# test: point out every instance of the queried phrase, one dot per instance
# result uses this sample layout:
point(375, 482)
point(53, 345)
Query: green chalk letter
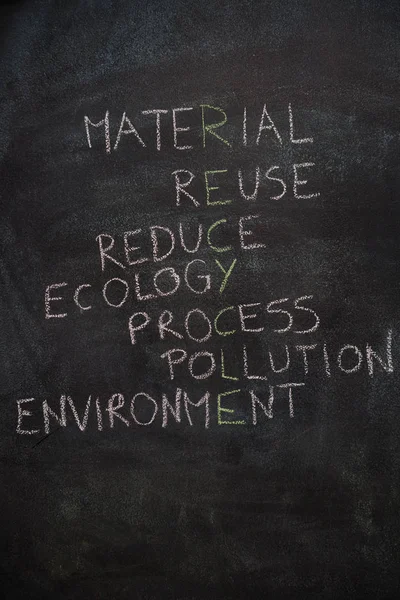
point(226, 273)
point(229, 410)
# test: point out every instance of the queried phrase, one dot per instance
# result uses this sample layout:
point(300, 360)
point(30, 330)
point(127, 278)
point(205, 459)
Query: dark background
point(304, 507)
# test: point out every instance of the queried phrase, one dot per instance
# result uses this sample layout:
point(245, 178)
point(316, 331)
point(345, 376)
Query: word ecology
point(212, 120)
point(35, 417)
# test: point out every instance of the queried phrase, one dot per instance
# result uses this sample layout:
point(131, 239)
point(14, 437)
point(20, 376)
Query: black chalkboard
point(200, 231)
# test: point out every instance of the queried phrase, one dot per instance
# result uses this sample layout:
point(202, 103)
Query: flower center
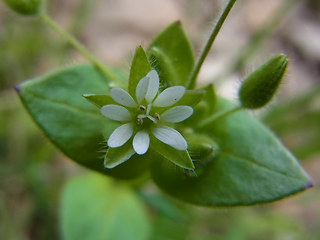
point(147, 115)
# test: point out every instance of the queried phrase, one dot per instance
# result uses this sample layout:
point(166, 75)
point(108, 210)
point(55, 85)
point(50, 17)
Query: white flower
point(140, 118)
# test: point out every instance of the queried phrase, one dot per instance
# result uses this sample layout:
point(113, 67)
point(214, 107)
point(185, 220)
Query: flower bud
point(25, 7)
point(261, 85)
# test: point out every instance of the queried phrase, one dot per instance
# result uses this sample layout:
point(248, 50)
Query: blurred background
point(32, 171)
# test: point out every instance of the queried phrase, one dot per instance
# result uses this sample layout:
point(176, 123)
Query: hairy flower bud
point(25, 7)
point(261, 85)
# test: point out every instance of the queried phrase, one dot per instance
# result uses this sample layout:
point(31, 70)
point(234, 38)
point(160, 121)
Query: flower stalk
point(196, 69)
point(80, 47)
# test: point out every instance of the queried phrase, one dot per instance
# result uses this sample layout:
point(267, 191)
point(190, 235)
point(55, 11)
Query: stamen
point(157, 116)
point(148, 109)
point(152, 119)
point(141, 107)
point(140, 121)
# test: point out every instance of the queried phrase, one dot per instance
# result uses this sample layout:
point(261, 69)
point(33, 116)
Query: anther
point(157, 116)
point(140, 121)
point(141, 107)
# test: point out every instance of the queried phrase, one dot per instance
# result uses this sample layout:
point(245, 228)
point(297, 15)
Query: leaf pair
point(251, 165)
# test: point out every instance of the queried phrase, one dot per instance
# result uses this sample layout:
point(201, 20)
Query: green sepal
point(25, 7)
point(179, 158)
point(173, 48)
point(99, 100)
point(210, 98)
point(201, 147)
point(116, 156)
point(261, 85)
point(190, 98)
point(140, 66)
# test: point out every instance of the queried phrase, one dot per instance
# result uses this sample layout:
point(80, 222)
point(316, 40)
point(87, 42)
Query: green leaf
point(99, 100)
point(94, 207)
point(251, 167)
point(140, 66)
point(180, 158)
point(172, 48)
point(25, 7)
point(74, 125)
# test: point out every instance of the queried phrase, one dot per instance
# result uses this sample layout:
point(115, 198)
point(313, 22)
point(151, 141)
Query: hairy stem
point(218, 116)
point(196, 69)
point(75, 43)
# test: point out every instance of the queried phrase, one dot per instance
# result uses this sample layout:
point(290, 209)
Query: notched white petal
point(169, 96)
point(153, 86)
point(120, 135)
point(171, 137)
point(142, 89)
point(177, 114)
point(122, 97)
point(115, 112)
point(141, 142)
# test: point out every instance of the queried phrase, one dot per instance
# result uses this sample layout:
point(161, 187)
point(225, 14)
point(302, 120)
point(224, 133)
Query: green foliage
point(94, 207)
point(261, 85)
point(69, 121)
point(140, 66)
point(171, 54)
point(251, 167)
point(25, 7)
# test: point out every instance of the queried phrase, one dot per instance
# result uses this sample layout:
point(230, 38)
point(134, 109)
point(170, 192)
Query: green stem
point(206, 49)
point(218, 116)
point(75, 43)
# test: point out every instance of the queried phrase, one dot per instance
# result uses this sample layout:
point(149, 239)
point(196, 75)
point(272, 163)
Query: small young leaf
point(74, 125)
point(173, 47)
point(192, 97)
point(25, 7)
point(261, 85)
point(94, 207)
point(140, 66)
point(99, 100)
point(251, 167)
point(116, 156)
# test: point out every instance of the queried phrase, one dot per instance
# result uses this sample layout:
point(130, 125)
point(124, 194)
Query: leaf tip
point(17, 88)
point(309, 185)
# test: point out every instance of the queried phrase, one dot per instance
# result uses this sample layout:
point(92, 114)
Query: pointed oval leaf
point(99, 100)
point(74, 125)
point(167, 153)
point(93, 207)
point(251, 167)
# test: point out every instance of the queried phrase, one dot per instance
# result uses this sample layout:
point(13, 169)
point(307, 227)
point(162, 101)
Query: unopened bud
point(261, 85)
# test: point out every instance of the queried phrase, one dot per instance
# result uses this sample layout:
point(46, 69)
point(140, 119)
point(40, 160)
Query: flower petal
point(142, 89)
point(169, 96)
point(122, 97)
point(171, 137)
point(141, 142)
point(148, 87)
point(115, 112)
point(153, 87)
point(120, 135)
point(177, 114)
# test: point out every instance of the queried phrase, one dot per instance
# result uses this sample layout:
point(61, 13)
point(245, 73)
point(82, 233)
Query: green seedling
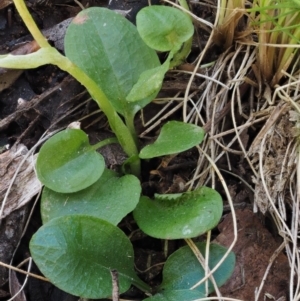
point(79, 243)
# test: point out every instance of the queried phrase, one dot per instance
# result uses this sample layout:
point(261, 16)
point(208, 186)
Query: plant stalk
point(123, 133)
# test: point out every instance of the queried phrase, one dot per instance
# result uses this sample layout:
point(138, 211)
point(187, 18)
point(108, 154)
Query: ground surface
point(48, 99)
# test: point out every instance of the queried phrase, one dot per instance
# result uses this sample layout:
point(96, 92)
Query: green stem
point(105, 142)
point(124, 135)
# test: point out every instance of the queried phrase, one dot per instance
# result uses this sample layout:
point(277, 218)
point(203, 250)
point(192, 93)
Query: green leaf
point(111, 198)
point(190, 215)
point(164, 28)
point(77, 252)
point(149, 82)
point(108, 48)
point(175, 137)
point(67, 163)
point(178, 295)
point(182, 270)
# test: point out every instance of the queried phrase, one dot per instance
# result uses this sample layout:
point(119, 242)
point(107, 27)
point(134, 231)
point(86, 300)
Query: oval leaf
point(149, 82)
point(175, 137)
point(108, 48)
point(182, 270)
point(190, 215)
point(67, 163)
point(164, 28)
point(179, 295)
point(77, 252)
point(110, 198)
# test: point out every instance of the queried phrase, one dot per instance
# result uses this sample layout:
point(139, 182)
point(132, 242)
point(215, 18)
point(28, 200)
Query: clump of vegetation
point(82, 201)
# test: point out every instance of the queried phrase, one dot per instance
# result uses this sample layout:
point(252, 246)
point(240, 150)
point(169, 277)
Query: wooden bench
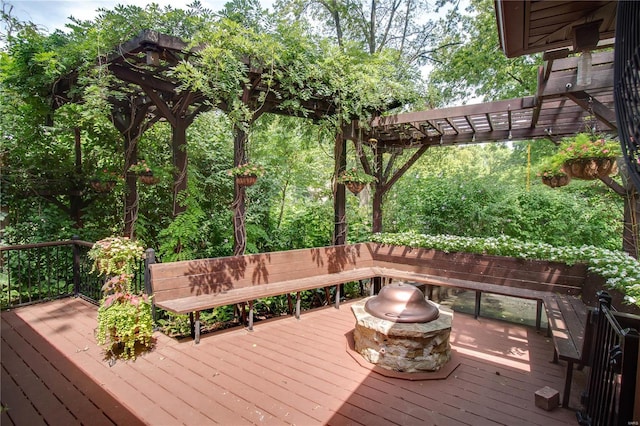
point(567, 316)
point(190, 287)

•••••

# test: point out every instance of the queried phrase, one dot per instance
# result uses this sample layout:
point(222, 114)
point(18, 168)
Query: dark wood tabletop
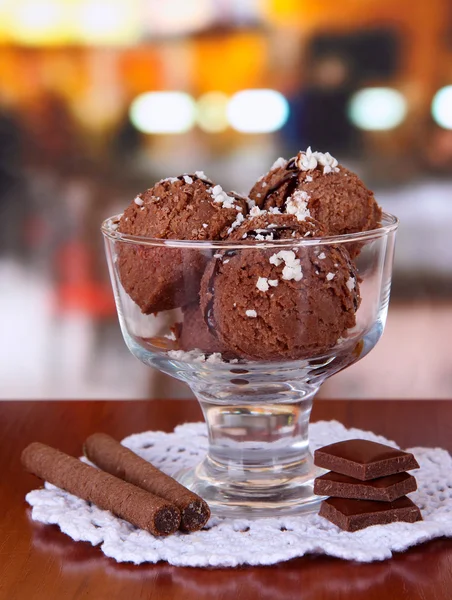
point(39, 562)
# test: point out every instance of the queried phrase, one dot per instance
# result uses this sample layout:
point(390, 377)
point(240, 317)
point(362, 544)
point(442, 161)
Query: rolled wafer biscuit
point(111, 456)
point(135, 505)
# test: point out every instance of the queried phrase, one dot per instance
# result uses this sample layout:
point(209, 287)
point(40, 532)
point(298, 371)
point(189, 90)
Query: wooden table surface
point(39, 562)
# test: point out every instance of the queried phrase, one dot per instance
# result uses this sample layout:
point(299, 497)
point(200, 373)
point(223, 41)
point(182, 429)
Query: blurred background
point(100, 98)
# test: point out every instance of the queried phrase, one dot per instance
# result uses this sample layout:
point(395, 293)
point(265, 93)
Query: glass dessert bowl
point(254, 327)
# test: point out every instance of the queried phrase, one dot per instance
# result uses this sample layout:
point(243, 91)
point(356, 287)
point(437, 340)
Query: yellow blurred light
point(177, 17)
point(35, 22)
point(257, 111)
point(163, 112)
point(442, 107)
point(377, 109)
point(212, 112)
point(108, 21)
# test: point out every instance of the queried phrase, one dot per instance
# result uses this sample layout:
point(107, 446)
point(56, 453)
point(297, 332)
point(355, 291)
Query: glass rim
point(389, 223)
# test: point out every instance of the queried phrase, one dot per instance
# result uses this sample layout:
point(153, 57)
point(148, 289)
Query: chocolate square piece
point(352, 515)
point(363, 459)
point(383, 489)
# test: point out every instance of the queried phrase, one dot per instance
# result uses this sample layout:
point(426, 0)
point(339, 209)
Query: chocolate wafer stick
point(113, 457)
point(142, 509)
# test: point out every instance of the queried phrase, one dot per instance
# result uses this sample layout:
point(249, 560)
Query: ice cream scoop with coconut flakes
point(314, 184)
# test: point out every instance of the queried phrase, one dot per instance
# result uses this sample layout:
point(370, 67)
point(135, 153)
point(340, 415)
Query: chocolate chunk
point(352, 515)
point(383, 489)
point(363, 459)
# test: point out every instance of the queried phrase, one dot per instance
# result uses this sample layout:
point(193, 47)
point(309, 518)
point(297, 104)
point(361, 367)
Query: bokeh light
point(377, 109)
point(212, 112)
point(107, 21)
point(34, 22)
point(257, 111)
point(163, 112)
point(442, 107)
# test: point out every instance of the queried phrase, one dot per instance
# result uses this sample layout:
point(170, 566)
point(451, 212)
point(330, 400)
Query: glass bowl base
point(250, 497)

•••••

Work request — There is a line with "Query: plant stalk" and a line with "point(192, 93)" above. Copy exactly those two lines and all lines between them, with nothing else.

Written reply —
Query: plant stalk
point(123, 133)
# test: point out every instance of the queried phrase, one dot per instance
# result uses this sample layout:
point(138, 211)
point(187, 18)
point(108, 154)
Query: ground surface
point(48, 99)
# test: point out every instance of the queried phrase, one dot per instance
# result uses this sample layout:
point(96, 92)
Query: green stem
point(105, 142)
point(124, 135)
# test: point out every instance of the queried phrase, one dot per instance
# result uses this sample layout:
point(277, 218)
point(203, 250)
point(192, 93)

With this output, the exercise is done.